:: Text block ::
* BEGIN *

It is a great honour to dedicate this chapter to Justice Florentino P. Feliciano, whose friendship for the past decade has been of valuable support in my searching for fairness and justice in international law. While his involvement in international commercial arbitrations has always been of general interest to me, Feliciano's promotion when Justice of the Philippine Supreme Court of the principle of the protection of the environment for present and future generations three years prior to its endorsement by the landmark 1997 Hungary/Slovakia Gabcikovo-Nagymaros Project judgment, and as the then President of the WTO Appellate Body, his promotion of this and other principles of the modern environmental law codified and progressively developed by this judgment, have been of illuminating impact upon the area of my specialization, the international law of the sea. Justice Feliciano was a member of the inaugural Annex VII Southern Bluefin Tuna Arbitral Tribunal, presided over by the then ICJ President Stephen M. Schwebel and also comprising Judge Per Tresselt, Ambassador Chusei Yamada, and Sir Kenneth Keith, which has remarkably enriched, through its 2000 Award, the procedural principles of peaceful settlement of the oceans and environmental disputes laid down in the UN Convention on the Law of the Sea (UNCLOS) in accordance with the United Nations Charter. However, as the Southern Bluefin Tuna Award involved highly developed states (Australia, New Zealand, and Japan) and the editors of this Liber Amicorum chose to focus it on developing states, my chapter will instead survey the 2002 Cameroon v. Nigeria; Equatorial Guinea Intervening (Land and Maritime Boundary) (Merits) judgment.

* END *

:: Aim ::
In the chapter excerpt above, who presided over the inaugural Annex VII Southern Bluefin Tuna Arbitral Tribunal?

[Point labeling items]
* BEGIN *

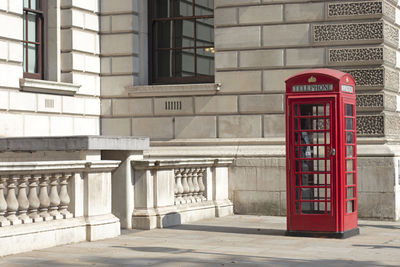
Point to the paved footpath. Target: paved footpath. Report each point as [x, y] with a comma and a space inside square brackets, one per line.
[231, 241]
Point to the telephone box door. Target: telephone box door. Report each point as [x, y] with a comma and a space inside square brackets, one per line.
[312, 153]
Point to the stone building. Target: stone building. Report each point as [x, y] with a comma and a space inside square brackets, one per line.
[204, 79]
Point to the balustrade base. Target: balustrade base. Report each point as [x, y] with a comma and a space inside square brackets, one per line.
[28, 237]
[151, 218]
[102, 227]
[4, 223]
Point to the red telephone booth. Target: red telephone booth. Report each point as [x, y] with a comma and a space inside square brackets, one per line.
[321, 156]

* END *

:: Result of this exercise ::
Stephen M. Schwebel, who was then the ICJ President.